> [TASK PROMPT]: Start with the line containing "Target: man in black shirt" and write out each line through the end of the listing, exactly as given.

━━━━━ DATA IN THIS EXERCISE ━━━━━

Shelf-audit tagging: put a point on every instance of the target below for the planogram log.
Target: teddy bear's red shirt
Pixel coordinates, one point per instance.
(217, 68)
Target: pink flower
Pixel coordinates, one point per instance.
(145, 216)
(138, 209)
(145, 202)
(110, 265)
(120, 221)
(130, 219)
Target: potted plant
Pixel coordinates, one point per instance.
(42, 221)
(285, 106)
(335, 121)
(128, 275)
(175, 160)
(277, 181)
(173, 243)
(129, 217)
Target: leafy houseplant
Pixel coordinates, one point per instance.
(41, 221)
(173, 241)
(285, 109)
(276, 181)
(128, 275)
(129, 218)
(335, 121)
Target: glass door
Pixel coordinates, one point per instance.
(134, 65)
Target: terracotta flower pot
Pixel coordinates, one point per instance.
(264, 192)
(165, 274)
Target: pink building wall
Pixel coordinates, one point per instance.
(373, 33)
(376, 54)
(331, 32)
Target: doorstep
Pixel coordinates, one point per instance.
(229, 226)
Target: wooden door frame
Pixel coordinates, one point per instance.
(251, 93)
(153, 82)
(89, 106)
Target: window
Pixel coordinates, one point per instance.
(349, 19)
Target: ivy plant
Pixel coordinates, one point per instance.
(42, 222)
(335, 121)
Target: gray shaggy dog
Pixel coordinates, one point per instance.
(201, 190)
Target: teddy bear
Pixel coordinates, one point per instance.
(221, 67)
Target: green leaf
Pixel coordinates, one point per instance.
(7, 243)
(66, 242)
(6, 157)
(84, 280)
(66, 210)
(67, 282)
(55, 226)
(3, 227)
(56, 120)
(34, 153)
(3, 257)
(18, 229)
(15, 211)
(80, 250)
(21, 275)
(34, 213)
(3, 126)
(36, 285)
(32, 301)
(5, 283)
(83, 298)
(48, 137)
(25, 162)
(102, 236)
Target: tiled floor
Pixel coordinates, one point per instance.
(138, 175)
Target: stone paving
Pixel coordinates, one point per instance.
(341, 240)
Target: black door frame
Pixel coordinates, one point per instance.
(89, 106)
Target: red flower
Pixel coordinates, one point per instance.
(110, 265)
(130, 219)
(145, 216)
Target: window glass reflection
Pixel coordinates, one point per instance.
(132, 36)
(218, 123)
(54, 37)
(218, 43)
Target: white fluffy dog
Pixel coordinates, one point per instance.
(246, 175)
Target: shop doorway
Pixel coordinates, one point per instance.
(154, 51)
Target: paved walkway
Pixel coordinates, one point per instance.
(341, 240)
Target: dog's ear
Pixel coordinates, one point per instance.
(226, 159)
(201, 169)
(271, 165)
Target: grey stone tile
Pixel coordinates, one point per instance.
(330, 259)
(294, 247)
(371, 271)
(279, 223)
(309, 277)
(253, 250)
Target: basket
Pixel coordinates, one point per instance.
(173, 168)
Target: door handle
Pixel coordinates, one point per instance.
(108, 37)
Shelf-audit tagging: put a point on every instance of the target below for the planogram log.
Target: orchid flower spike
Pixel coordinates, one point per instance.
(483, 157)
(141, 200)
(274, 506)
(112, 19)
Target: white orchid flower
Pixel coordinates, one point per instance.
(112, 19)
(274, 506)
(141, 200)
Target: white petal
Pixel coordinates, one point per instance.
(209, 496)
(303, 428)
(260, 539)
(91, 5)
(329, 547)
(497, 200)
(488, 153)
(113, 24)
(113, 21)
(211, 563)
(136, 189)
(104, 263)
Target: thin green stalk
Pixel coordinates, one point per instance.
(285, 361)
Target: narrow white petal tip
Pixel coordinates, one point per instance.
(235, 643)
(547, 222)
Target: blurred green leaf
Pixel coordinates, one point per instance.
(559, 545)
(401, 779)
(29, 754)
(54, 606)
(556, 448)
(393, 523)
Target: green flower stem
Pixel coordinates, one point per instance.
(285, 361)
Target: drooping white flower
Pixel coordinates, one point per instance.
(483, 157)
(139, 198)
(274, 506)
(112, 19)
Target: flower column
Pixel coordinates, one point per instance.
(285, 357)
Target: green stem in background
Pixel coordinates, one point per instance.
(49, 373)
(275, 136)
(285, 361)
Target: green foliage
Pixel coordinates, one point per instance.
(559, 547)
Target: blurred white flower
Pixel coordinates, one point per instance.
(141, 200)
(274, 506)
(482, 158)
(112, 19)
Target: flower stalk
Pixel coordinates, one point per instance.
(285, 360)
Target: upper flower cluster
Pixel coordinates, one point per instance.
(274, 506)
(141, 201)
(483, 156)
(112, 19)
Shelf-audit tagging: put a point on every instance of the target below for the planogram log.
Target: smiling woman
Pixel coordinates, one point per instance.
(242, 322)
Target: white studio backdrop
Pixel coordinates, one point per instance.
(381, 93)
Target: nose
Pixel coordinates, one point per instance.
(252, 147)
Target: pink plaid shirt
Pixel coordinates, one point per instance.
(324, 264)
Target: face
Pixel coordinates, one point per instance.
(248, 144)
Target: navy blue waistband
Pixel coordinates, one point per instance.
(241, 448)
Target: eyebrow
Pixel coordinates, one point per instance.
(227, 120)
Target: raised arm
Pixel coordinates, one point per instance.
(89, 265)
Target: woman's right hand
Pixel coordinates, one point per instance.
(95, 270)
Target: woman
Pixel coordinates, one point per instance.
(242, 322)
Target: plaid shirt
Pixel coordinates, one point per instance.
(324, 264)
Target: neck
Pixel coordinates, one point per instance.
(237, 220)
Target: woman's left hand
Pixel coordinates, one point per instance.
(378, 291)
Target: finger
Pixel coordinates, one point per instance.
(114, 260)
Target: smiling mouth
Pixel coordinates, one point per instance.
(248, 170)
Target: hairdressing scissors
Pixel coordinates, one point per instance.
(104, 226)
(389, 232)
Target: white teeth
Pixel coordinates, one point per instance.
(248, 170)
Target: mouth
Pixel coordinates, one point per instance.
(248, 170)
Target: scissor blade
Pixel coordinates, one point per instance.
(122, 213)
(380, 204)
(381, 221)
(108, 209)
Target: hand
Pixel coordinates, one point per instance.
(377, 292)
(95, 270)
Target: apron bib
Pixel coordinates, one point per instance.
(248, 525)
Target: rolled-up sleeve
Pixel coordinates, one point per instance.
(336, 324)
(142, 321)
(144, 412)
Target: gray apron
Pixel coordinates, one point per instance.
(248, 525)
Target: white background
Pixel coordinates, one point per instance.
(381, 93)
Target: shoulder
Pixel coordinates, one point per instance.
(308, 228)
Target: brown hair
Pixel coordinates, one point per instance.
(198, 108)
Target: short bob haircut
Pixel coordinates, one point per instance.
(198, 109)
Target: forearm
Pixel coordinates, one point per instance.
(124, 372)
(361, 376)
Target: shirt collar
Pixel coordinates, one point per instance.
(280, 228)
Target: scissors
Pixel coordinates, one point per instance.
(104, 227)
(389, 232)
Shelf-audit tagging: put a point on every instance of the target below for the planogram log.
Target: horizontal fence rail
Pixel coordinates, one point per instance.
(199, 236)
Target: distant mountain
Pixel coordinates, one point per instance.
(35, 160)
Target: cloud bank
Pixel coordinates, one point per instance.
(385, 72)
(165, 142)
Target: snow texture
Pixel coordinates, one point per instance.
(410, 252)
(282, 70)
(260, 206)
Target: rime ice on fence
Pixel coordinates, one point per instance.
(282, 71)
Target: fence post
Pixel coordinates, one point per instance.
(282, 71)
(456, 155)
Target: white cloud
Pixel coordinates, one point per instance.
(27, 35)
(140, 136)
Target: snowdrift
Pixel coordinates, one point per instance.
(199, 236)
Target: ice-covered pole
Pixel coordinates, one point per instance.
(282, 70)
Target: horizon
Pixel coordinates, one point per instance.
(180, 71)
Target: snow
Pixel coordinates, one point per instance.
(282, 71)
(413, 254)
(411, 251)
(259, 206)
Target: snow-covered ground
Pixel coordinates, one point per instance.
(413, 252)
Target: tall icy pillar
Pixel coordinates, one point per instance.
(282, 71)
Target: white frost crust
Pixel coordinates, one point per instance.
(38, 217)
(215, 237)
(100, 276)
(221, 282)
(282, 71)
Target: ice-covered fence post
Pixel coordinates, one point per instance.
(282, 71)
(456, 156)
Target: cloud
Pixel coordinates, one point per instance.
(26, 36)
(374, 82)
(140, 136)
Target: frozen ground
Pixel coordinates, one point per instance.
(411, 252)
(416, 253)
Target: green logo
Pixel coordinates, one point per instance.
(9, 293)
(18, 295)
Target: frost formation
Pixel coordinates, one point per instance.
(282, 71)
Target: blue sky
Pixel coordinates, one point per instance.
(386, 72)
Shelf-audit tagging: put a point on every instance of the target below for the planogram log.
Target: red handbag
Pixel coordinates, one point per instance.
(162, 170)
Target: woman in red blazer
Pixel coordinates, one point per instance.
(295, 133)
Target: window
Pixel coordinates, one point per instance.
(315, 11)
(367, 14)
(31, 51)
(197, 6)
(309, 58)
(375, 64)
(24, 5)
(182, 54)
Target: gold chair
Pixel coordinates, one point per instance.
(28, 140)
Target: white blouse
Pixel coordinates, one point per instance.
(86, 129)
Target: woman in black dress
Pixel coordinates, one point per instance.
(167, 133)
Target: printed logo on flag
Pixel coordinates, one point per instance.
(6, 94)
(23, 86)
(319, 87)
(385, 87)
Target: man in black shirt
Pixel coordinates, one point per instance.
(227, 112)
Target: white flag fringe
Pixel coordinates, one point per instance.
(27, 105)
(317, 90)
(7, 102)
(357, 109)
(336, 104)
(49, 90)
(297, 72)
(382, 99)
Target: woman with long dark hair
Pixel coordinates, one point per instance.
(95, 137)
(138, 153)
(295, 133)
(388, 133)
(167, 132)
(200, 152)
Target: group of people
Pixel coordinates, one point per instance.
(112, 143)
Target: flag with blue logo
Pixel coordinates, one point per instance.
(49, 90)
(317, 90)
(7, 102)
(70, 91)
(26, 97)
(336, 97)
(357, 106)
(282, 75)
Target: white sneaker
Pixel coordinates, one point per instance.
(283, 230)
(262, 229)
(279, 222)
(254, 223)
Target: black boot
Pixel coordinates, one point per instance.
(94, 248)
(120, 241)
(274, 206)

━━━━━

> [TASK ANSWER]:
Target: man in black shirt
Pixel coordinates, one point per instance.
(227, 112)
Target: white flag fringe
Pixel coordinates, one point per instance.
(27, 105)
(317, 90)
(7, 102)
(357, 109)
(336, 104)
(49, 90)
(297, 72)
(382, 99)
Target: woman with long dark hair
Pixel coordinates, one point per instance.
(95, 137)
(138, 153)
(295, 133)
(388, 133)
(167, 132)
(200, 152)
Target: group of people
Pixel coordinates, one point per instance.
(112, 143)
Target: flag with blue logo
Pixel coordinates, one point per instance.
(49, 90)
(317, 90)
(7, 102)
(70, 91)
(26, 97)
(336, 97)
(357, 106)
(282, 75)
Target: white sneaker
Pixel coordinates, one point per instance.
(283, 230)
(262, 229)
(279, 222)
(254, 223)
Target: black boot
Pixel coordinates, one point per instance.
(94, 248)
(120, 241)
(274, 206)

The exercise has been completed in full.